▶ _Tasks to carry out_:
1. From the health data exchange article, list the things the report's title says the public's health must be protected from.
2. Please continue the health data exchange article from where it stops.

▶ _Selected passage_:
A recently published report by the Robert Woods Johnson Foundation finds what public health has to contend with everyday — limited budgets and resources has slowed the adoption of public health data exchange. — kjh
Report finds health data exchange lags
by Paul Barr
The electronic exchange of health information is targeted as needing improvement in a new public health preparedness report from Trust for America’s Health and funded by the Robert Wood Johnson Foundation.
In a state-by-state analysis looking at 10 indicators of emergency preparedness, seven states’ health departments were identified as not being able to send and receive health information electronically to providers and community health centers. The 52-page report, “Ready or Not? Protecting the Public’s Health from Diseases, Disasters and Bioterrorism,” notes that as seen during the H1N1 influenza outbreak, “this type of communication is crucial to ensure public health departments have an accurate picture of the on-ground events and that healthcare practitioners are given the most up-to-date, accurate information.”

▶ _Extracted material_:
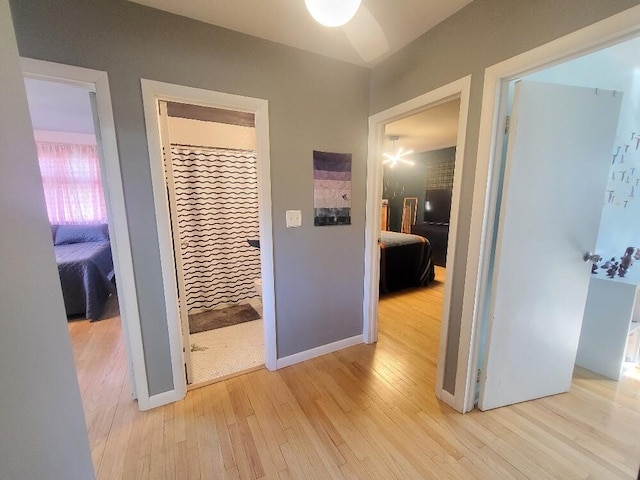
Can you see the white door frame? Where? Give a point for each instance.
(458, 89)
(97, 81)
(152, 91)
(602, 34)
...
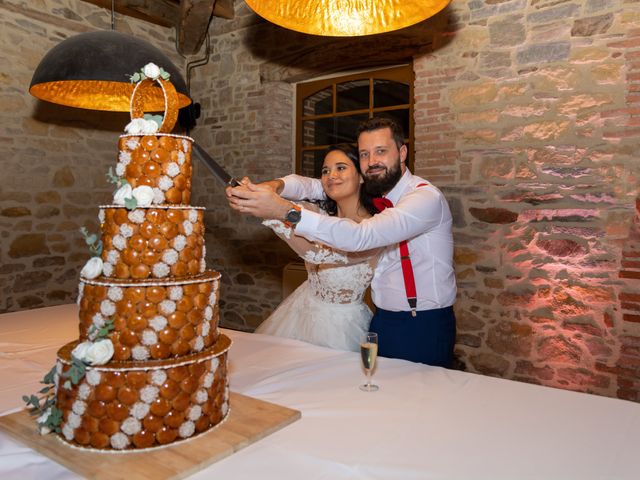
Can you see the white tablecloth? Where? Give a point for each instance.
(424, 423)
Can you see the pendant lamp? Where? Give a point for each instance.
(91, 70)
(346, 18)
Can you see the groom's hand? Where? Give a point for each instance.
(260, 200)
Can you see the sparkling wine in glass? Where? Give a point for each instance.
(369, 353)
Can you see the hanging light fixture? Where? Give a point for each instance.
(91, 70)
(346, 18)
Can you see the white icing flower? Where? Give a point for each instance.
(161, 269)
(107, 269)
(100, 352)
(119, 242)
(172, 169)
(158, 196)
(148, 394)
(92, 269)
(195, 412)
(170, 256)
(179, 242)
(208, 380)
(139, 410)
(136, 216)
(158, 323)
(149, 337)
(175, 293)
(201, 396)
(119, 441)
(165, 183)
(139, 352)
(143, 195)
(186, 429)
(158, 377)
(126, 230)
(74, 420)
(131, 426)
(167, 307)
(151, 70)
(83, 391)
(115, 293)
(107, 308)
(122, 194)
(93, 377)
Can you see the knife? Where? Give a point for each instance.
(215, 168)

▶ _Answers by task_:
1. Diseases, disasters, bioterrorism

2.
In addition, 10 states do not have a health department that has an electronic syndromic surveillance system—which uses data that precede diagnosis—that can report and exchange information. Better public health data collection and management also was the subject of a recent report from the Institute of Medicine.
The report notes that budget cuts at federal, state and local levels are threatening the country’s ability to respond to public health emergencies.